• PAGE EXTRACT
:::::
When you see the tall figure of Greg Lynn, you can’t help noticing how fully he fulfils that key aspect of Village People’s recruitment requirements: the need for a moustache. But despite having the air of someone who has escaped from a seventies disco convention, Lynn is anything but retro. An architect and theorist (he graduated with degrees in both environmental design and philosophy) he is guru to an emerging generation of young designers who have begun to explore the potential of digital technologies. His is an architecture of complexity, generated by software programs, characterised by deceptively simple shapes (the blob and the fold), disseminated via publications, lectures and exhibitions, and laptopped up by a gaggle of adoring groupies around the world. Thanks to the computer ‘we’ve shifted to thinking of space as the sheltered enclosures of a flexible handkerchief’, he claims, applying all his handkerchief’s flexibility to waving farewell to architecture’s more static but familiar, essential shape: the box.

Writing in 1995, Lynn declared that ‘in the last three decades, if one word could be identified as having a primary effect on architecture and design, that word would be complexity’. A new group exhibition, guest curated by the architect and on show at the ICA, Philadelphia, this spring, is the latest in a series of experiments through which he seeks to demonstrate this.
:::::
Records of labeled points:
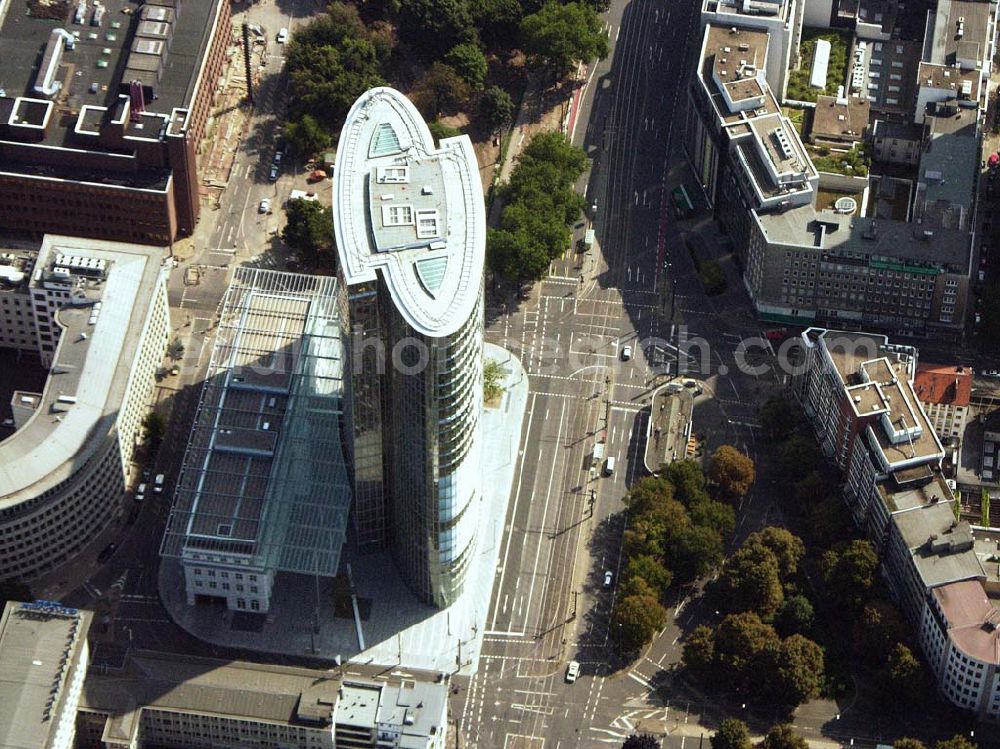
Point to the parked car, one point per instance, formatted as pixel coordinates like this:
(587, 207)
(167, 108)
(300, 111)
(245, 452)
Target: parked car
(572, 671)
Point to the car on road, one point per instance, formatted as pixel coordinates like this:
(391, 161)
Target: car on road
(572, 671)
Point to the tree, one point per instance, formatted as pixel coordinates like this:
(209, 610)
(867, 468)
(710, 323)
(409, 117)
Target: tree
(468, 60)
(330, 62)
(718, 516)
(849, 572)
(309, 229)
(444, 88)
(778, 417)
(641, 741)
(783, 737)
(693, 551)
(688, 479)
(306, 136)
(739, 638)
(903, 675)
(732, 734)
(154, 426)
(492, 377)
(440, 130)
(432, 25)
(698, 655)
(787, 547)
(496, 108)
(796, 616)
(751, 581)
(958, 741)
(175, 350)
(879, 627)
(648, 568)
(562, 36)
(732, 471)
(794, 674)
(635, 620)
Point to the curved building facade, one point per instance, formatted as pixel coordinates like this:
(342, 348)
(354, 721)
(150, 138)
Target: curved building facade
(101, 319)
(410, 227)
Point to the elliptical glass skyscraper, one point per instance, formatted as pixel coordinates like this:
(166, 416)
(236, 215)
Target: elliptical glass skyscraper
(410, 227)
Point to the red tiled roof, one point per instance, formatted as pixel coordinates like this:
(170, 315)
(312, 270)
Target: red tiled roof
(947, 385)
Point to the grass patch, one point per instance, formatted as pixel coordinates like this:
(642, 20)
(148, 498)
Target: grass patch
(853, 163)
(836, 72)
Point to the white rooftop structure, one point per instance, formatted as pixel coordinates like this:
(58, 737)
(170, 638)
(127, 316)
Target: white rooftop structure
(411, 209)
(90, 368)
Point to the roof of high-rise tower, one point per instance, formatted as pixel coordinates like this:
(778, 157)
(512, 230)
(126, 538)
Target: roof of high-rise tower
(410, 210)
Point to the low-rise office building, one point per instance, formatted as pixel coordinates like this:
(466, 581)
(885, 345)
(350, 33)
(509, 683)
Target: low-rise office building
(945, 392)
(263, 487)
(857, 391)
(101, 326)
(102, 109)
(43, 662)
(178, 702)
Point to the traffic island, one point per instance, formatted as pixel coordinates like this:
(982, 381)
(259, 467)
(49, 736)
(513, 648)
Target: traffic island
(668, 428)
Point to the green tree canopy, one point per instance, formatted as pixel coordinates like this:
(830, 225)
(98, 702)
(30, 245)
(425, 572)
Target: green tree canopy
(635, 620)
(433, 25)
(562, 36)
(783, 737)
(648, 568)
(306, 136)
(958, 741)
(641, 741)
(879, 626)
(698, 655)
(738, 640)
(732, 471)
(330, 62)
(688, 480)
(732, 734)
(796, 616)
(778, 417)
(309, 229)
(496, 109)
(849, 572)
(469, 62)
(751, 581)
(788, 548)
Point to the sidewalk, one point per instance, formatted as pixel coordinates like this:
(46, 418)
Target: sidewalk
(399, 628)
:::::
• WRITTEN EXERCISE
Copy out everything from "Writing in 1995, Lynn" down to "to demonstrate this." in the piece on Greg Lynn.

• EXPECTED ANSWER
Writing in 1995, Lynn declared that ‘in the last three decades, if one word could be identified as having a primary effect on architecture and design, that word would be complexity’. A new group exhibition, guest curated by the architect and on show at the ICA, Philadelphia, this spring, is the latest in a series of experiments through which he seeks to demonstrate this.